The United States, Britain and France warned Thursday that Iran risks increased sanctions unless it immediately complies with a series of Security Council resolutions regarding its nuclear program.
Ambassadors from the three countries made their comments at a Security Council meeting after a sanctions committee report to the council on Thursday found an "apparent pattern of sanctions violations involving prohibited arms transfers" over the past three months.
"There is no longer any reason to wait" to consider deeper sanctions, France's Ambassador to the U.N. Geraud Araud told the council.
While Thursday's report dealt mainly with the interdiction of two vessels carrying weapons from Iran and headed for Syria, recent revelations of an undeclared uranium enrichment plant near the city of Qom and country's recent declaration that it intends to build 10 more enrichment plants stirred the most concern among diplomats.
"If Iran continues to do everything it can to violate five Security Council resolutions, if it continues to refuse the slightest confidence measures, to refuse dialogue, transparency after the major revelations that have just been made, we must draw all of the necessary conclusions and that means we must move on to a new resolution involving sanctions," Araud said.
U.S. Ambassador to the U.N. Susan Rice said that while the United States remained committed to engaging Iran and reaching a diplomatic solution, "the time is short."
"Engagement cannot be a one-way street. Iran must conclusively demonstrate a similar willingness to engage constructively and address the serious issues associated with its nuclear program," Rice said. "Should Iran continue to fail to meet its obligations, the international community will have to consider further actions."
All three ambassadors expressed disappointment that Iran had failed to accept a proposal backed by International Atomic Energy Agency that would have allowed Tehran to export its uranium for enrichment abroad and have it returned in the form of fuel for nuclear reactors.
That proposal was intended to prevent Iran from weaponizing the uranium, something Tehran claims it has no desire to do.
"Iran has taken every opportunity to delay and protract our efforts to reach agreement on this issue. The only reasonable conclusion that can be drawn is that their responses are calculated to buy time and to try to divide the international community," said Britain's U.N. Ambassador Mark Lyall Grant.
It was unclear whether steps toward tougher sanctions would be taken soon, however, since the ambassadors from Russia and China urged patience and continued diplomacy as the preferred course of action in dealing with Iran.

**What you are asked to do**: Please print the stretch of the article on Iran sanctions from "It was unclear" through "dealing with Iran.", keeping every word unchanged. The rows below stand apart from the article and have no link to it.

**Records**:
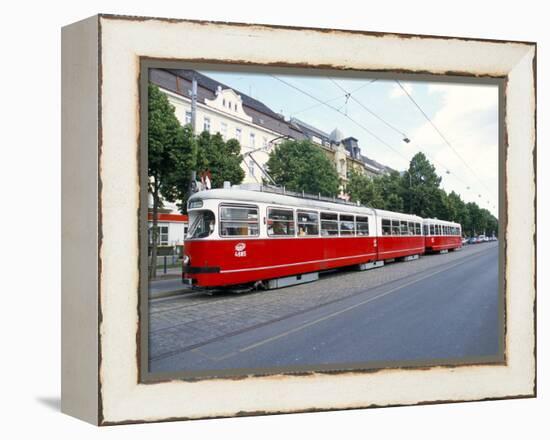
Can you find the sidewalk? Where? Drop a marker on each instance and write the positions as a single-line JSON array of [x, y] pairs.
[[168, 285]]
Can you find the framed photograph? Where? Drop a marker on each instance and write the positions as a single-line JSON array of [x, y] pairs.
[[262, 219]]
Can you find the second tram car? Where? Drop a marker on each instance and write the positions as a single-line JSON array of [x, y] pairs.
[[240, 236], [441, 235]]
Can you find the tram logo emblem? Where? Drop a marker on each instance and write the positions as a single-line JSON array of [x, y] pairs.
[[240, 250]]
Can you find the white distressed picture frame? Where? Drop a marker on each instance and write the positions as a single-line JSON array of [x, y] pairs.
[[101, 193]]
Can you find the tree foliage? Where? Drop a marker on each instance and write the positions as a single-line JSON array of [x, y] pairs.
[[221, 159], [301, 166], [417, 191], [171, 157]]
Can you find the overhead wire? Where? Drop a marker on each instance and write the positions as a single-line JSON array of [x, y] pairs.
[[441, 134], [370, 132]]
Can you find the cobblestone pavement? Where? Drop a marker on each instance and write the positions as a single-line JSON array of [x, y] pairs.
[[182, 323]]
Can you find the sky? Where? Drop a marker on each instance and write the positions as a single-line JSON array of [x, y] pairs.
[[380, 114]]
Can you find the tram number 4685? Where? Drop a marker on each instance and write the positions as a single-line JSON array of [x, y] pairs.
[[240, 250]]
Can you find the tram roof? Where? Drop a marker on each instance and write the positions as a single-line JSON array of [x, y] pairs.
[[259, 196], [439, 221], [397, 215]]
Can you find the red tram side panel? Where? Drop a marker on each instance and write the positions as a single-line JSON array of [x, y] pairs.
[[241, 261], [240, 236]]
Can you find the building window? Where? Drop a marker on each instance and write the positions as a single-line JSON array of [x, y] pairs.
[[162, 235], [239, 220], [280, 222], [329, 223], [308, 223], [223, 130]]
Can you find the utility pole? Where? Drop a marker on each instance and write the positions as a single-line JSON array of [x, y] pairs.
[[194, 103]]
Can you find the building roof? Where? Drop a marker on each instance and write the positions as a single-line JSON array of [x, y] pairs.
[[212, 85], [179, 81]]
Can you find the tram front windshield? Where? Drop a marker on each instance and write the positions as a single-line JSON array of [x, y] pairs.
[[202, 225]]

**Task output**:
It was unclear whether steps toward tougher sanctions would be taken soon, however, since the ambassadors from Russia and China urged patience and continued diplomacy as the preferred course of action in dealing with Iran.